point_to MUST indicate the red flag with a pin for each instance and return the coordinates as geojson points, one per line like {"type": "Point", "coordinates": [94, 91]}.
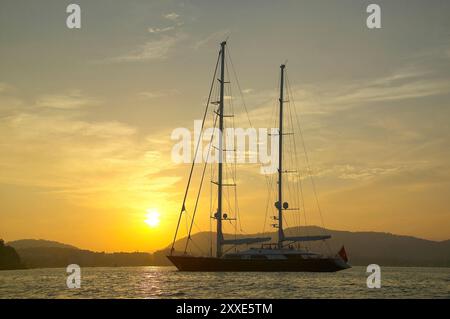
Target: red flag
{"type": "Point", "coordinates": [343, 254]}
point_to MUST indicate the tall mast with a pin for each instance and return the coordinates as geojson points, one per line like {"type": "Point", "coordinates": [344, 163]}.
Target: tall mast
{"type": "Point", "coordinates": [280, 163]}
{"type": "Point", "coordinates": [219, 182]}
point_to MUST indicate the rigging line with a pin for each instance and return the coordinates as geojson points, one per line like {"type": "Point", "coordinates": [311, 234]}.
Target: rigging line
{"type": "Point", "coordinates": [200, 187]}
{"type": "Point", "coordinates": [237, 211]}
{"type": "Point", "coordinates": [183, 208]}
{"type": "Point", "coordinates": [299, 181]}
{"type": "Point", "coordinates": [294, 161]}
{"type": "Point", "coordinates": [269, 177]}
{"type": "Point", "coordinates": [239, 88]}
{"type": "Point", "coordinates": [308, 163]}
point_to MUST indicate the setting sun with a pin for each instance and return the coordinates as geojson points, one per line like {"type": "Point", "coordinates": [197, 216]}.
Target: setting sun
{"type": "Point", "coordinates": [152, 218]}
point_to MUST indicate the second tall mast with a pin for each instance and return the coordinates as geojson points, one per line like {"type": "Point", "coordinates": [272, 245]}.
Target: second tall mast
{"type": "Point", "coordinates": [219, 182]}
{"type": "Point", "coordinates": [280, 163]}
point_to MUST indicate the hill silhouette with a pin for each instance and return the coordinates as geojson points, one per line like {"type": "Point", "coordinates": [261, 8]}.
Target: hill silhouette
{"type": "Point", "coordinates": [363, 248]}
{"type": "Point", "coordinates": [34, 243]}
{"type": "Point", "coordinates": [9, 258]}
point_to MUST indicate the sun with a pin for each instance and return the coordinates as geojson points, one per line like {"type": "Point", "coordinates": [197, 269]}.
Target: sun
{"type": "Point", "coordinates": [152, 218]}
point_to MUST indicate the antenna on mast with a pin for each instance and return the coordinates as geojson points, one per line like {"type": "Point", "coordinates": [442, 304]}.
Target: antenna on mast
{"type": "Point", "coordinates": [279, 204]}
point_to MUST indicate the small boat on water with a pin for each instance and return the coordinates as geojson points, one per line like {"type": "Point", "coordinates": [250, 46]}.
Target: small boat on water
{"type": "Point", "coordinates": [284, 255]}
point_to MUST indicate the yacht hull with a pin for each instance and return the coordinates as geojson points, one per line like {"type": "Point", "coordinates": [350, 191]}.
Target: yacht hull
{"type": "Point", "coordinates": [211, 264]}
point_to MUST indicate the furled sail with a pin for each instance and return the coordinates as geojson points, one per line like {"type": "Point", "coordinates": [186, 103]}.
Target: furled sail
{"type": "Point", "coordinates": [242, 241]}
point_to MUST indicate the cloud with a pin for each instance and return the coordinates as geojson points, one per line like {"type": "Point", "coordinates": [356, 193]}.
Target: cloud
{"type": "Point", "coordinates": [171, 16]}
{"type": "Point", "coordinates": [158, 94]}
{"type": "Point", "coordinates": [157, 49]}
{"type": "Point", "coordinates": [160, 30]}
{"type": "Point", "coordinates": [102, 164]}
{"type": "Point", "coordinates": [213, 37]}
{"type": "Point", "coordinates": [70, 101]}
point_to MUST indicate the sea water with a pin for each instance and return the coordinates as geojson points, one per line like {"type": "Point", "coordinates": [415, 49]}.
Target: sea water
{"type": "Point", "coordinates": [167, 282]}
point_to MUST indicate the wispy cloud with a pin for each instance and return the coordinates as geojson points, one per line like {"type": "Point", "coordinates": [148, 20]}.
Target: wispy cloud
{"type": "Point", "coordinates": [171, 16]}
{"type": "Point", "coordinates": [161, 30]}
{"type": "Point", "coordinates": [155, 49]}
{"type": "Point", "coordinates": [158, 94]}
{"type": "Point", "coordinates": [214, 37]}
{"type": "Point", "coordinates": [70, 101]}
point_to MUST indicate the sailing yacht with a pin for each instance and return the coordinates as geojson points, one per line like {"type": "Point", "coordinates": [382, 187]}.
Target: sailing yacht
{"type": "Point", "coordinates": [282, 255]}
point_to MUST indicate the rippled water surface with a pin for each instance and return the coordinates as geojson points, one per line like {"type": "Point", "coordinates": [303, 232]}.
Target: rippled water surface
{"type": "Point", "coordinates": [167, 282]}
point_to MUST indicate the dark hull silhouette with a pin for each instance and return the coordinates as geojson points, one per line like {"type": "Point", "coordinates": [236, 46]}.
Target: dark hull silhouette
{"type": "Point", "coordinates": [190, 263]}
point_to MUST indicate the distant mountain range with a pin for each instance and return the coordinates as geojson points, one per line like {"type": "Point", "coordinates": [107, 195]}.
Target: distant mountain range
{"type": "Point", "coordinates": [363, 248]}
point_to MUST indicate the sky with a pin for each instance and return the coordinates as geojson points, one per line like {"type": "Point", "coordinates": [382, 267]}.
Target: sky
{"type": "Point", "coordinates": [86, 114]}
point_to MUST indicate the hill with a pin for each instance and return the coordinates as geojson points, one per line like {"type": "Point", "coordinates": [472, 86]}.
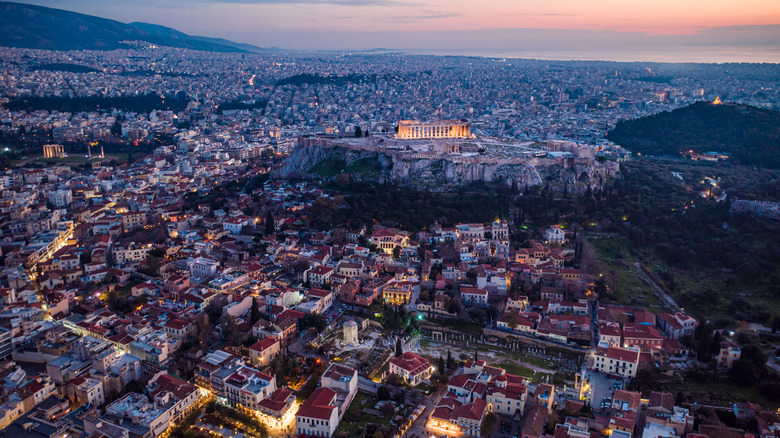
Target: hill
{"type": "Point", "coordinates": [167, 32]}
{"type": "Point", "coordinates": [751, 135]}
{"type": "Point", "coordinates": [38, 27]}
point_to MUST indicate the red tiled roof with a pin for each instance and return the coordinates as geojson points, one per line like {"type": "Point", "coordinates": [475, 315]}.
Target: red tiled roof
{"type": "Point", "coordinates": [411, 362]}
{"type": "Point", "coordinates": [318, 404]}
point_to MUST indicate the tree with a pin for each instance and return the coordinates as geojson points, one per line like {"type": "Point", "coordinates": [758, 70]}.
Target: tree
{"type": "Point", "coordinates": [489, 423]}
{"type": "Point", "coordinates": [269, 224]}
{"type": "Point", "coordinates": [382, 393]}
{"type": "Point", "coordinates": [254, 313]}
{"type": "Point", "coordinates": [152, 264]}
{"type": "Point", "coordinates": [715, 348]}
{"type": "Point", "coordinates": [342, 180]}
{"type": "Point", "coordinates": [230, 329]}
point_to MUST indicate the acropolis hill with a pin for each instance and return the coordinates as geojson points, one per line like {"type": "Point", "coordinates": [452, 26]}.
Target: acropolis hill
{"type": "Point", "coordinates": [460, 159]}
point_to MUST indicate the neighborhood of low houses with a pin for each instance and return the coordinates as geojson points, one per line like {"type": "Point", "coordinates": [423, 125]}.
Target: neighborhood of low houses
{"type": "Point", "coordinates": [130, 310]}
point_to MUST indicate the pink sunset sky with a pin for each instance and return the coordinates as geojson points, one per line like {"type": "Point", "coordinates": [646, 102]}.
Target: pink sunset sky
{"type": "Point", "coordinates": [473, 26]}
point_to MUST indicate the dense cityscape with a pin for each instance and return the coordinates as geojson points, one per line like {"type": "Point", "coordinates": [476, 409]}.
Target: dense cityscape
{"type": "Point", "coordinates": [204, 244]}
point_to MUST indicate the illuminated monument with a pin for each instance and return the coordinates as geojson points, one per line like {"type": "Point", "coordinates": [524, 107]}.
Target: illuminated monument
{"type": "Point", "coordinates": [53, 151]}
{"type": "Point", "coordinates": [410, 129]}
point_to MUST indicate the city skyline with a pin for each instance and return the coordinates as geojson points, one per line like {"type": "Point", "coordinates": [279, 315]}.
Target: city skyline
{"type": "Point", "coordinates": [693, 32]}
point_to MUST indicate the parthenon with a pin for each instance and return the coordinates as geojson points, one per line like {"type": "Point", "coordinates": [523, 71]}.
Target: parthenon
{"type": "Point", "coordinates": [409, 129]}
{"type": "Point", "coordinates": [53, 151]}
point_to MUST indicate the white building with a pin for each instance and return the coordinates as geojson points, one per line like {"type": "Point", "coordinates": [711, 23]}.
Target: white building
{"type": "Point", "coordinates": [61, 198]}
{"type": "Point", "coordinates": [203, 267]}
{"type": "Point", "coordinates": [554, 234]}
{"type": "Point", "coordinates": [615, 360]}
{"type": "Point", "coordinates": [411, 367]}
{"type": "Point", "coordinates": [320, 414]}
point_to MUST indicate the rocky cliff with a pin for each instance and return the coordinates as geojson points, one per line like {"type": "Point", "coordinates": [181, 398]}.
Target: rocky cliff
{"type": "Point", "coordinates": [325, 160]}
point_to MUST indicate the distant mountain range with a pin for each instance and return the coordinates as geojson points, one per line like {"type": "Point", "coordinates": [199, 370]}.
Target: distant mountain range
{"type": "Point", "coordinates": [38, 27]}
{"type": "Point", "coordinates": [751, 135]}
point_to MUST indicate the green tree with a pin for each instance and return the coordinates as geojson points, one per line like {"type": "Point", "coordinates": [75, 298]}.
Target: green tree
{"type": "Point", "coordinates": [269, 224]}
{"type": "Point", "coordinates": [489, 423]}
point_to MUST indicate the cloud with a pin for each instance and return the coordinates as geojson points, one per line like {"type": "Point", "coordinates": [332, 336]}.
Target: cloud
{"type": "Point", "coordinates": [318, 2]}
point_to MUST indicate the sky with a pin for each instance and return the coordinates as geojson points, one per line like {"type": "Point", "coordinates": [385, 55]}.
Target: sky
{"type": "Point", "coordinates": [657, 30]}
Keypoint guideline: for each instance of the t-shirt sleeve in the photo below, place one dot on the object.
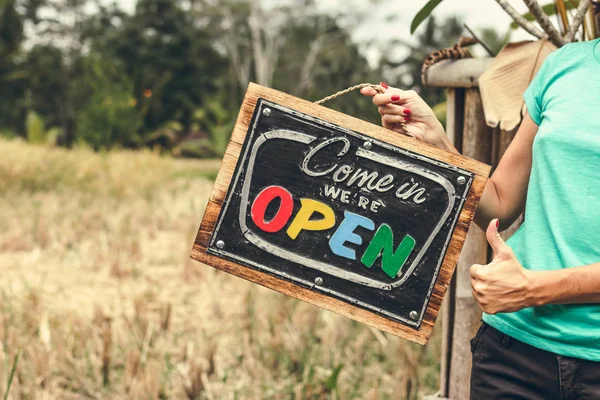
(535, 92)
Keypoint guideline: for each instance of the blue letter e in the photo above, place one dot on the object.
(345, 233)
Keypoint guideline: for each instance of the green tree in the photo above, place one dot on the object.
(107, 113)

-- -- --

*Task statement*.
Word for word, restate the lines from the one holding "Keypoint guideline: for each instance of the green" to the last line of the records.

*Exercise result*.
Keypoint guideline: for each instance of the green tree in the photo above, place one dot on the object.
(107, 113)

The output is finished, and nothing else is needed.